Instructions for the task >>
Repeat each of the following records word for word.

Extracted records >>
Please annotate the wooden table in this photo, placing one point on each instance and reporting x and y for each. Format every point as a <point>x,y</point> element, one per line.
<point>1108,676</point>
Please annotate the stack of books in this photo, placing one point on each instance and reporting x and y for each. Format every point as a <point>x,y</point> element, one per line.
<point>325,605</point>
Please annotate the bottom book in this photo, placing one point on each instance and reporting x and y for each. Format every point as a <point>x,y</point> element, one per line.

The output >>
Please annotate the wooden table in this photo, placing one point on each instance and reporting x and y for each. Format every point as a <point>x,y</point> element, one per line.
<point>1108,676</point>
Please annotate the stack of books in this photo, placing one point on each instance and reporting x and y for each. Format every point as a <point>x,y</point> element, one per line.
<point>325,605</point>
Please annotate the bottom book in this photo, placing one point on each instance and reporting x and y for each. Format every point as a <point>x,y</point> element, one per line.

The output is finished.